Leonard Cohen’s Hummingbird: A Guest Post By Dianne V. Lawrence

Recent Songs LP Sleeve

 

Introduction By DrHGuy

Dianne V. Lawrence is best known to Leonard Cohen fans as the designer of Leonard’s hummingbird logo for his Recent Songs album. When Dianne wrote me about a Dylan anecdote Leonard told her,1 I asked her about the significance of the hummingbird and the crown over its head on the Recent Songs LP Sleeve. She graciously responded with the following account.

Also See: Leonard Cohen Album Logos: “The hummingbird…came here to rescue the heart from the handcuffs”

Leonard Cohen’s Hummingbird
By Dianne V. Lawrence

I have often been asked if Leonard ever explained the meaning of the hummingbird and the crown above it found on the inside sleeve of the 1979 Recent Songs album. Leonard called me up one day and asked me to create this imagery and ended up using the hummingbird (without the crown) as one of his symbols throughout the rest of his career. It is the last image on the back cover of his last album. The hummingbird also appeared on the cover of his Recent Songs album.2

In fact, I never did discuss the imagery with Leonard. It is probably an assumption on my part but I felt I instinctively understood the meaning. We both shared a keen interest in mystic and spiritual symbolism and enjoyed an unspoken and sometimes spoken understanding of these things.

One day while walking along Fairfax we passed one of those botanicas found around Los Angeles. These are Spanish shops filled with religious symbols and icons and potions to ward evil away or invite love. He noticed an Anima Sola candle in the window and bought it for me. It’s an image he used on the back of “Songs of Leonard Cohen.” A dark-haired woman is in chains surrounded by fire. Her eyes gaze upwards and her arms are reaching heavenward. It’s supposed to represent the soul chained in purgatory. But the chains are broken and it looks like she is escaping, about to be lifted up. Anima Sola.

The soul alone, being purified by the fire of the trials and dangers of this material world. Johnny Cash’s Ring of Fire. This is the same process found in the idea of the alchemical furnace that skillfully turns the lead of the personality into the gold of true union with Spirit. Leonard uses an image on another of his albums, “New Skin For the Old Ceremony,” two angels in coitus, the soul in divine union with Spirit or G*d. Both with crowns on their head.

 

So I can just share my own simple intuitive understanding of the meaning of this graphic of the hummingbird and the crown. The hummingbird uses enormous amounts of energy and is in constant search for sustenance to maintain the life force it needs to fly. The soul is the same. Constant searching for nectar in this world to give it strength, keep it alive, to allow it to fly and be free. And the soul is also true royalty, hence the crown. Pity the poor soul denied its nourishment. Hallelujah for the nourished soul.

FYI about a month after Leonard died he came to me in a dream. I was with friends in a trailer park in the forest. He asked if I wanted to grab a bite to eat (he was famous among his visitors for offering, insisting on feeding them). “Of Course!” I replied. Happy to eat and have a visit. But instead he began to talk to me. He talked and talked and I listened. Then he said he had to go. I said let me walk with you and we went down this path in the middle of the forest. He continued talking until he stopped, looked at me then continued without me. I know it sounds corny but he continued walking towards a beautiful green field filled with sunlight at the end of the path.

### INPUT DATA:

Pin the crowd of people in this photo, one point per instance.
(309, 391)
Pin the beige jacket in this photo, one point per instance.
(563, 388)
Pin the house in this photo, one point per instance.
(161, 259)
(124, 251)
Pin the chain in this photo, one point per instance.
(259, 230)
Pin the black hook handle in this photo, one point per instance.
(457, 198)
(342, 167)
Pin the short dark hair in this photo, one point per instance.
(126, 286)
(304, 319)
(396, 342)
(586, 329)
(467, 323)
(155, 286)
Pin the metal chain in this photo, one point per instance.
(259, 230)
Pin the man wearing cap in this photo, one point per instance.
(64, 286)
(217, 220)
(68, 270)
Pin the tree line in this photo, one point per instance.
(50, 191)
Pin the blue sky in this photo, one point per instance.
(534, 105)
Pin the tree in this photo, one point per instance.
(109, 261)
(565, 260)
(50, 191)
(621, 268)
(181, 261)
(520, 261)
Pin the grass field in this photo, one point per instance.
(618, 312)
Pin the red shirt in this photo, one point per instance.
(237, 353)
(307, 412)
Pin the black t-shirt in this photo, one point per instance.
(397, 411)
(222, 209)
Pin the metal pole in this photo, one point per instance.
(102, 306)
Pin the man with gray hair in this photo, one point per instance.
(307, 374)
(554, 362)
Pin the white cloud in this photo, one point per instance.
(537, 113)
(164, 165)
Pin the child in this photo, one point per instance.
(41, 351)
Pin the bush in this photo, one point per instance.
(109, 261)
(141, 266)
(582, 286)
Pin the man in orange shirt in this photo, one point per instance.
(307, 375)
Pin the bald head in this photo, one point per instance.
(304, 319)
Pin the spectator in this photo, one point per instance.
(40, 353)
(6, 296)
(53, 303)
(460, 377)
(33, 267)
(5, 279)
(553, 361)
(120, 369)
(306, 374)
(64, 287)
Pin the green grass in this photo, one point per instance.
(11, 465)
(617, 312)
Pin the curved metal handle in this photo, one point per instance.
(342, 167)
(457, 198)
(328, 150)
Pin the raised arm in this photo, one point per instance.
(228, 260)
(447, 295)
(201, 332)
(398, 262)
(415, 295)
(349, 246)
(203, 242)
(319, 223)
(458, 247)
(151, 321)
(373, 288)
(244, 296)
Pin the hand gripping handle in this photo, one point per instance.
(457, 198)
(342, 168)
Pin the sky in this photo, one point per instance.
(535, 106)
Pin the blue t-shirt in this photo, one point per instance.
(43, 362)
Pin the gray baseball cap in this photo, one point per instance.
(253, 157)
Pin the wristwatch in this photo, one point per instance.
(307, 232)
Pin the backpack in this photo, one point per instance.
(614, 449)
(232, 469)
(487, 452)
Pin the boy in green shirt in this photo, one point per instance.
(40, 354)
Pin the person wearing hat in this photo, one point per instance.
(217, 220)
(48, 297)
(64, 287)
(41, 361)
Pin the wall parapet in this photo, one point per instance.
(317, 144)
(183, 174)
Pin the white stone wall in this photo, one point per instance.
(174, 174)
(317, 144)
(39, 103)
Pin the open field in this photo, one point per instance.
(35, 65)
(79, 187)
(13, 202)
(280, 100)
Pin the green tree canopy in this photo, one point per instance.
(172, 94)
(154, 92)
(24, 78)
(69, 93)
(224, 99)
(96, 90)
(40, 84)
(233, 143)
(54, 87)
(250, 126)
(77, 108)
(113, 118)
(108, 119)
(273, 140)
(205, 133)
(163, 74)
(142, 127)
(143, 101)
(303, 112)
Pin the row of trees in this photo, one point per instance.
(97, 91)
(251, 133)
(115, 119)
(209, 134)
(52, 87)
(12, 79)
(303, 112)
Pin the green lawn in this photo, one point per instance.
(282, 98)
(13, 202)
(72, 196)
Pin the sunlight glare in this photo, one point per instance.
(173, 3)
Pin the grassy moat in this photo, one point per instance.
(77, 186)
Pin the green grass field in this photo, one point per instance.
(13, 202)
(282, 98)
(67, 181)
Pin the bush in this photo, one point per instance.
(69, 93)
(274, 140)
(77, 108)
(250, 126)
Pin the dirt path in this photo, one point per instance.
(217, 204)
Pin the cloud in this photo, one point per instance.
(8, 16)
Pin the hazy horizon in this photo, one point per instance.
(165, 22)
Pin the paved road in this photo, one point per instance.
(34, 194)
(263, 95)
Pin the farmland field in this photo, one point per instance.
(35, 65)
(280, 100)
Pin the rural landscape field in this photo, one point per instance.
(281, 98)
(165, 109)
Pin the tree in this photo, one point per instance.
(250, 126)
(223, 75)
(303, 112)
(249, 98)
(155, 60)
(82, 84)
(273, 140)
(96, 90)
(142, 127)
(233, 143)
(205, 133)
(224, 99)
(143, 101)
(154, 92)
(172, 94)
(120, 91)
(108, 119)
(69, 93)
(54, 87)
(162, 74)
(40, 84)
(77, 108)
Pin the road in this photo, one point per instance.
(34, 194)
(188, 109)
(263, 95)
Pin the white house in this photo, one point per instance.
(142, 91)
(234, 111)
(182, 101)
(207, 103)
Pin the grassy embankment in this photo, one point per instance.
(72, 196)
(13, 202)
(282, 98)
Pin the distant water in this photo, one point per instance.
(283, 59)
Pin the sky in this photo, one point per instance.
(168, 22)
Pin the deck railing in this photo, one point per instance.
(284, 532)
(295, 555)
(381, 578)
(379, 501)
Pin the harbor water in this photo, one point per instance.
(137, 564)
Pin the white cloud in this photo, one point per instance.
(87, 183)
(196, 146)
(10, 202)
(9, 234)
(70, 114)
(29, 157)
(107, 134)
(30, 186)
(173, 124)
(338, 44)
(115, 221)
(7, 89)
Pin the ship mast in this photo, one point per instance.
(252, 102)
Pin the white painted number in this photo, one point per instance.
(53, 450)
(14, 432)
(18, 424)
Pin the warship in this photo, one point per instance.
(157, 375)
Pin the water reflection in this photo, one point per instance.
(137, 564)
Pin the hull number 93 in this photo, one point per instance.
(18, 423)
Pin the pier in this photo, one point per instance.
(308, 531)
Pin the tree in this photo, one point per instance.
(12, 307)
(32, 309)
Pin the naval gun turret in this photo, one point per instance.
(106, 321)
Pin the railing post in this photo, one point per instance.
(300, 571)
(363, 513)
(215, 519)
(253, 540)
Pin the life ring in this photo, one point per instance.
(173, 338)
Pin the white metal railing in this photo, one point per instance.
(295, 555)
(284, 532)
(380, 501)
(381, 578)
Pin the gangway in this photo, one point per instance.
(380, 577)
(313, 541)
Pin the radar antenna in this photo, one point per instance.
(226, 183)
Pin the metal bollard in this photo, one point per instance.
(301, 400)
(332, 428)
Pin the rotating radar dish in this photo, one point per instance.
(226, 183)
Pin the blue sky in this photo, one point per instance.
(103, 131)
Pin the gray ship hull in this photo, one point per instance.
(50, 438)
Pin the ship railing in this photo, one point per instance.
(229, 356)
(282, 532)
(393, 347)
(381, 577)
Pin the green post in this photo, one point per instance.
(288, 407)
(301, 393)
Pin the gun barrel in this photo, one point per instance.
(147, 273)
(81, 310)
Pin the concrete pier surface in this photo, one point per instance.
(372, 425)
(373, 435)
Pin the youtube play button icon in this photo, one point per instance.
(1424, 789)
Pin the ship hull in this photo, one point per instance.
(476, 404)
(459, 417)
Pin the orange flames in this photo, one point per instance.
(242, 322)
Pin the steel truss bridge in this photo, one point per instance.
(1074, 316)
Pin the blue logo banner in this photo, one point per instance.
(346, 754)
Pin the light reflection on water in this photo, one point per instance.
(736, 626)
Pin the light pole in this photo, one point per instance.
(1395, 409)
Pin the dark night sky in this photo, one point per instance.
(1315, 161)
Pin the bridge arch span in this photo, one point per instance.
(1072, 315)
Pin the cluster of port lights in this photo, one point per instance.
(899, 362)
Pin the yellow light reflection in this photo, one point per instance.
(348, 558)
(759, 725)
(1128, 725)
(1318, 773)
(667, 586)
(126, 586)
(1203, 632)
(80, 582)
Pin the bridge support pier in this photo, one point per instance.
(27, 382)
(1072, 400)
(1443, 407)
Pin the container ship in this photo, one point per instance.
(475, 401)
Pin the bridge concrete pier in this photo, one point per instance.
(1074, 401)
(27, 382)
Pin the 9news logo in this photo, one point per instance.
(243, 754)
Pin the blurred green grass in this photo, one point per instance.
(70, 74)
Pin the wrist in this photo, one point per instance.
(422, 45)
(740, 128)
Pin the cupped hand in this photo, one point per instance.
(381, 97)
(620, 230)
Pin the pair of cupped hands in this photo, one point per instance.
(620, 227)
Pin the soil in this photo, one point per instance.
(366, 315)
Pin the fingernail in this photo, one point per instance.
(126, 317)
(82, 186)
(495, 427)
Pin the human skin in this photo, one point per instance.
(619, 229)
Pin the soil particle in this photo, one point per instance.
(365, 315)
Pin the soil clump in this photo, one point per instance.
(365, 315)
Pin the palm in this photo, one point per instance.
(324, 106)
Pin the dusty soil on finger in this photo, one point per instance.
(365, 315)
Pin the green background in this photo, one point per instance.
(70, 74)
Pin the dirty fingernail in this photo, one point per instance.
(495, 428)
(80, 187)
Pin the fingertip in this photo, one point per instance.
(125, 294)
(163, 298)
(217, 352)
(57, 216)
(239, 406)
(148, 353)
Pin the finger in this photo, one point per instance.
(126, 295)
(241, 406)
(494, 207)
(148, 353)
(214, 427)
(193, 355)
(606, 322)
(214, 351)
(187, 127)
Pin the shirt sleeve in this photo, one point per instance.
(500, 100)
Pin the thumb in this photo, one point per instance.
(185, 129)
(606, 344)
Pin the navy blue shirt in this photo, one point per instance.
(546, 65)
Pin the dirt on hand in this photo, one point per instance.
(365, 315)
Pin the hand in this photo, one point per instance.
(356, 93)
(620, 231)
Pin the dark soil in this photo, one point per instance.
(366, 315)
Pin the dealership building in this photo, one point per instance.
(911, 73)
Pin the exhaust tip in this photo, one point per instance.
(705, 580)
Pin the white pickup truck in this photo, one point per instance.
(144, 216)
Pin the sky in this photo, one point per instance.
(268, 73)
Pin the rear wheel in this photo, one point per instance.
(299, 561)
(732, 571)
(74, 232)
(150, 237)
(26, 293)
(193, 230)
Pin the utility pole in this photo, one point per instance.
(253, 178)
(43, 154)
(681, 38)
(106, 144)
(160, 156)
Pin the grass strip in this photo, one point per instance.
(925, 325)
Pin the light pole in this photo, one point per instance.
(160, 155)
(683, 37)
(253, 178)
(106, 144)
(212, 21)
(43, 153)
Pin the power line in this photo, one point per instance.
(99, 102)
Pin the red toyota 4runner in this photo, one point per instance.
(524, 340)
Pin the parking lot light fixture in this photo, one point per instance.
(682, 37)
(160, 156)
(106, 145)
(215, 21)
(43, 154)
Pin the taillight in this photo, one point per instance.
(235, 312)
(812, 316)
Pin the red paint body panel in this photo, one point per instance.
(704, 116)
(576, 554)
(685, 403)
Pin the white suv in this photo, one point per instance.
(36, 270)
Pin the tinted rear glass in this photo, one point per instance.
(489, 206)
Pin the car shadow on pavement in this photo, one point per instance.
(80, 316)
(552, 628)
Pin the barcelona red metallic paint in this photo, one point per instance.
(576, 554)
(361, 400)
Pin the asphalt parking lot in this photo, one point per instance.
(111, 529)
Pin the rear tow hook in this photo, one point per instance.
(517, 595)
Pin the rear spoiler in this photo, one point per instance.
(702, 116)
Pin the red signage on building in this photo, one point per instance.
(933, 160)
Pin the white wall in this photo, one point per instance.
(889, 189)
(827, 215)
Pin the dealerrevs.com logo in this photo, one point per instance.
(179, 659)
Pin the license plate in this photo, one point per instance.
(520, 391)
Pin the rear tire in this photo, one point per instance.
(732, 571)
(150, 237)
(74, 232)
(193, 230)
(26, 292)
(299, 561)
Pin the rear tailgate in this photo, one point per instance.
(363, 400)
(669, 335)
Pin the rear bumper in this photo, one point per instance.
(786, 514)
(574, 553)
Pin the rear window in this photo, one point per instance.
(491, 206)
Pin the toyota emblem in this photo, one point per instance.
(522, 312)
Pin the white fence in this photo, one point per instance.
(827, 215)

### REQUIRED TASKS:
1. Using the guest post, decide whether each statement agrees with it. Answer yes or no, and quote the words that settle it.
(a) Leonard explained the meaning of the hummingbird imagery to the writer.
(b) Leonard bought the writer an Anima Sola candle.
(c) Leonard came to the writer in a dream about a month after he died.
2. Gather every row that contains the string "radar". Case counts.
The guest post and the rows are unrelated to each other.

### EXPECTED RESPONSES:
1.
(a) No: "In fact, I never did discuss the imagery with Leonard."
(b) Yes: "He noticed an Anima Sola candle in the window and bought it for me."
(c) Yes: "FYI about a month after Leonard died he came to me in a dream."

2.
Pin the radar antenna in this photo, one point per instance.
Pin the rotating radar dish in this photo, one point per instance.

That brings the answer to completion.